§ SET EXERCISE
Switch every "marker" in the material below to "pin" and give the lines back with nothing else altered.

§ DATASET ENTRIES
* BEGIN *

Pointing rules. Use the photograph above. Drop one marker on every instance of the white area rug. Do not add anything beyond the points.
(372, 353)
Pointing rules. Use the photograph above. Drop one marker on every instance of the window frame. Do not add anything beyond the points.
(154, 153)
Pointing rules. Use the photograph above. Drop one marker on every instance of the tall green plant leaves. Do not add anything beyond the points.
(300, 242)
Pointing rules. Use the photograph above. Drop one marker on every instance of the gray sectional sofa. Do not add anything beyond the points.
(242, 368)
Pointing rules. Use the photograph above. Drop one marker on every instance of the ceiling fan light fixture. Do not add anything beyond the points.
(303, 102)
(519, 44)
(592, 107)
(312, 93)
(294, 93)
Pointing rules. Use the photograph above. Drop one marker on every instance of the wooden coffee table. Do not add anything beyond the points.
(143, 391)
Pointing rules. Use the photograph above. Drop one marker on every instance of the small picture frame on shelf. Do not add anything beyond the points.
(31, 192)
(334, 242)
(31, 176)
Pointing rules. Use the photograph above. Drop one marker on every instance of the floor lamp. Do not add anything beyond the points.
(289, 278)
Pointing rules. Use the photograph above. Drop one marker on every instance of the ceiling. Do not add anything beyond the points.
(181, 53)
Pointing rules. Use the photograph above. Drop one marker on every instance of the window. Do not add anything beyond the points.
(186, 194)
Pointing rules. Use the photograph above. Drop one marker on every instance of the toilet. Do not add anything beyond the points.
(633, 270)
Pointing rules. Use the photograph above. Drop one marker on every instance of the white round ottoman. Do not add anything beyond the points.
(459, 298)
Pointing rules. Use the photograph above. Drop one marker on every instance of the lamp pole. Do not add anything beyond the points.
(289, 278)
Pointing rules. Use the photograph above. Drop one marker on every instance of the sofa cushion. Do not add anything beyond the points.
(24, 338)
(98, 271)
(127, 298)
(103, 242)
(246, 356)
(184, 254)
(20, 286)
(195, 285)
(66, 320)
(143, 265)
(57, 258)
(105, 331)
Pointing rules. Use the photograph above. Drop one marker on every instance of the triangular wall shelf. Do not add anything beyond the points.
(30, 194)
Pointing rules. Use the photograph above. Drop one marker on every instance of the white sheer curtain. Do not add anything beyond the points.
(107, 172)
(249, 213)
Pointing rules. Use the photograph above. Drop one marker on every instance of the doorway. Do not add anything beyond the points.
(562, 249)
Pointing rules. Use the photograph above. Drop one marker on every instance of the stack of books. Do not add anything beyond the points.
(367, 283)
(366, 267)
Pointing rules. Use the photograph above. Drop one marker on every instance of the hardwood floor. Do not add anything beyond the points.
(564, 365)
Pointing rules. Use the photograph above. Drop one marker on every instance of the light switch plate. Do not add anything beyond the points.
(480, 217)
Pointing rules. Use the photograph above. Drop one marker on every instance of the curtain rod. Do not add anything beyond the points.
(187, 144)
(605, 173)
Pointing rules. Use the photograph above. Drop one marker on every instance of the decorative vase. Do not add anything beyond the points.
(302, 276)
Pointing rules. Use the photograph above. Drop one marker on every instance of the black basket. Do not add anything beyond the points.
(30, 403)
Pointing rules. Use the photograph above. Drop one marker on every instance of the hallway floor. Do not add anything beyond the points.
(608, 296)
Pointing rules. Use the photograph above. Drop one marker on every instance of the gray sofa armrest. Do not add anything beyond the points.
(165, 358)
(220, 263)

* END *

§ RIGHT ANSWER
Pointing rules. Use the photograph above. Drop one pin on every instance of the white area rug. Do not add anything beyond the points.
(372, 353)
Pointing rules. Use the photograph above. Drop one pin on every instance of the window frame. Do not add anything beyond the points.
(154, 153)
Pointing rules. Use the photograph above. Drop one pin on every instance of the tall green plant leaves. Do not add anything beyond the points.
(300, 242)
Pointing rules. Use the photograph above. Drop one pin on every instance of the gray sectional sofa. Do not add anything beyond the points.
(242, 368)
Pointing rules. Use the photograph above. Drop one pin on every instance of the ceiling fan light fixture. Do not add anything beyond the points.
(303, 102)
(519, 44)
(592, 107)
(312, 93)
(294, 93)
Pointing rules. Use the photograph above. Drop one pin on every instance of the wooden coffee table. Do not add anything beyond the points.
(143, 391)
Pointing rules. Use the photograph above. Drop one pin on every instance of the small picture frame on shelf. Do not add anything beyond the points.
(31, 192)
(334, 242)
(31, 176)
Pointing rules. Use the photograph above. Drop one pin on every instance of the floor lamp. Do not add anything beyond the points.
(289, 278)
Pointing rules. Use the photograph above. Drop one pin on every instance of the ceiling. Do not add anything beyond the points.
(181, 53)
Pointing rules. Use the photograph above. Drop one pin on every instance of the window. Do not add anything beyond the points.
(186, 194)
Pointing rules. Use the photograph above. Drop one pin on every instance of the toilet. Do not add anything beyond the points.
(633, 270)
Pointing rules. Use the photograph above. Drop one pin on every instance of the white round ottoman. Do not add anything beyond the points.
(459, 298)
Pointing rules. Use the photograph above. Drop one pin on every instance of the lamp pole. Do not add anything beyond the points.
(289, 278)
Pointing rules. Use the photograph above. Drop one pin on every instance of the sofa cushion. Do not add anything beyond the points.
(24, 338)
(98, 271)
(127, 298)
(103, 242)
(246, 356)
(184, 254)
(20, 286)
(195, 285)
(66, 320)
(143, 265)
(57, 258)
(105, 331)
Pointing rules. Use the photograph above. Drop one pin on every instance of the triangular wall shelf. Do not add anything beyond the points.
(30, 194)
Pointing rules. Use the photograph above. Drop one pin on every instance of the white sheer curtain. Do not add anything beyond the points.
(107, 172)
(249, 213)
Pointing rules. Use the photograph above. Drop one pin on every instance of the doorway. Do not add anything beyond the points.
(562, 249)
Pointing rules. Use the photograph above. Drop one pin on every instance of the stack of books. Do not add anything beyond the points.
(367, 283)
(366, 267)
Pointing rules. Use the photograph above. Drop one pin on every instance of the hardwood floor. Do not add anything beyond the points.
(564, 365)
Pointing rules. Use the photograph above. Drop one pin on every instance of the light switch plate. Do not add anything beyond the points.
(480, 217)
Pointing rules. Use the photograph above. Drop one pin on every instance of the curtain rod. Do not add anything beyond the points.
(187, 144)
(605, 173)
Pointing rules. Use the photograph above. Drop one pin on every instance of the decorative vase. Do not add anything beyond the points.
(302, 276)
Pointing rules. Use the photograph above. Drop one pin on every instance of the black basket. Do not add anything beyond the points.
(30, 403)
Pointing rules. Use the photograph above. Drop one pin on every instance of the hallway floor. Do not add anything beyond the points.
(608, 296)
Pointing rules. Use the photograph above. Drop one pin on every instance of the gray sofa armrest. Do not add anything beyond the points.
(165, 358)
(220, 263)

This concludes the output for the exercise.